**Problem to solve:**
Return the entries in full, exactly as they were written.

__________________________________________________

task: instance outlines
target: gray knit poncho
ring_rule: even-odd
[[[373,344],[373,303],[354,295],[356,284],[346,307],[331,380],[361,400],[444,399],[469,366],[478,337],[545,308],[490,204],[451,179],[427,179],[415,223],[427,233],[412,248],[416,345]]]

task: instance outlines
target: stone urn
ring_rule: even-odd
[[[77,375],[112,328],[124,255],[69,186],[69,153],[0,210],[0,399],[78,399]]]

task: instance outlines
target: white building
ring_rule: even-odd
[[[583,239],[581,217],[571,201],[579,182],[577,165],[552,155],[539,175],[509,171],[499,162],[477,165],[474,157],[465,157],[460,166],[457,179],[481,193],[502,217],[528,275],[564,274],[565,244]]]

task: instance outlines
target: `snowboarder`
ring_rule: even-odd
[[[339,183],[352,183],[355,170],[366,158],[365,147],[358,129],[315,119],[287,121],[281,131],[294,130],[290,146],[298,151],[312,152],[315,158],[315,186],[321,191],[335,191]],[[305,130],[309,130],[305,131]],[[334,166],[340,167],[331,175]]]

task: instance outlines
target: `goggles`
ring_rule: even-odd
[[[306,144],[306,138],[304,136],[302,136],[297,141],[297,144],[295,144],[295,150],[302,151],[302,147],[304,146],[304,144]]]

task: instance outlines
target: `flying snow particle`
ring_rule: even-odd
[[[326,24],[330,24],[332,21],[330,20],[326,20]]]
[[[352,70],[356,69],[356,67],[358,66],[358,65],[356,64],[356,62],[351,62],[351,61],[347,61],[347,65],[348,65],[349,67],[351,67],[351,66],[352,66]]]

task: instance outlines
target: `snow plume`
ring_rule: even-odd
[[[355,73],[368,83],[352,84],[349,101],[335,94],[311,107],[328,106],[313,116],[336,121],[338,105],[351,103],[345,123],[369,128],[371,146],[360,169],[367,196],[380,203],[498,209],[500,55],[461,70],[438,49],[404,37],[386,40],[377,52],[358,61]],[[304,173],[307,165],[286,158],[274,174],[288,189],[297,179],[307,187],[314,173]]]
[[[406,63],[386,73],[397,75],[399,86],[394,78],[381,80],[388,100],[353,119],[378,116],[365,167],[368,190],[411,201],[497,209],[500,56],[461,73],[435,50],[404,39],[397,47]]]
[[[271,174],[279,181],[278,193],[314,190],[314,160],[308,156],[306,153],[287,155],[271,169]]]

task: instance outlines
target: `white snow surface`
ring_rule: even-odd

__________________________________________________

**Solution for this problem:**
task: instance outlines
target: gray knit poncho
ring_rule: even-odd
[[[373,344],[373,303],[354,295],[356,284],[346,307],[331,380],[361,400],[444,399],[469,366],[478,337],[545,308],[490,204],[451,179],[427,179],[415,223],[427,233],[412,248],[416,345]]]

task: instance outlines
target: stone urn
ring_rule: even-odd
[[[77,375],[112,328],[124,255],[69,186],[69,153],[0,210],[0,399],[78,399]]]

task: instance outlines
target: white building
ring_rule: even-odd
[[[583,239],[581,217],[571,201],[579,182],[577,165],[552,155],[539,175],[509,171],[499,162],[477,165],[474,157],[465,157],[460,166],[457,179],[481,193],[502,217],[528,275],[564,274],[565,244]]]

task: instance outlines
target: `snowboarder`
ring_rule: even-odd
[[[339,183],[352,183],[355,170],[366,158],[365,147],[358,129],[315,119],[287,121],[281,131],[294,130],[290,146],[298,151],[312,152],[315,158],[315,186],[321,191],[335,191]],[[305,130],[309,130],[305,131]],[[334,166],[340,167],[331,175]]]

task: instance outlines
target: `goggles`
ring_rule: even-odd
[[[306,144],[306,138],[304,136],[302,136],[297,141],[297,144],[295,144],[295,150],[302,151],[302,147],[304,146],[304,144]]]

task: instance outlines
target: `flying snow particle`
ring_rule: even-odd
[[[326,24],[330,24],[332,21],[330,20],[326,20]]]
[[[352,70],[356,69],[356,67],[358,66],[358,65],[356,64],[356,62],[351,62],[351,61],[347,61],[347,65],[348,65],[349,67],[351,67],[351,66],[352,66]]]

task: instance outlines
target: `snow plume`
ring_rule: even-odd
[[[355,73],[368,83],[352,84],[349,101],[335,94],[311,107],[328,106],[313,116],[336,121],[338,105],[351,103],[345,123],[369,128],[371,146],[360,169],[367,196],[380,203],[498,209],[500,55],[461,70],[438,49],[404,37],[386,40],[377,52],[358,61]],[[304,173],[307,165],[286,158],[274,174],[288,189],[297,179],[307,187],[314,173]]]
[[[406,63],[386,73],[397,75],[399,86],[394,78],[381,80],[388,100],[353,119],[378,116],[365,167],[368,190],[411,201],[497,209],[500,56],[461,73],[435,50],[404,39],[397,47]]]
[[[271,174],[279,181],[278,193],[314,190],[314,160],[308,156],[306,153],[287,155],[271,169]]]

task: instance outlines
target: `white snow surface`
ring_rule: even-odd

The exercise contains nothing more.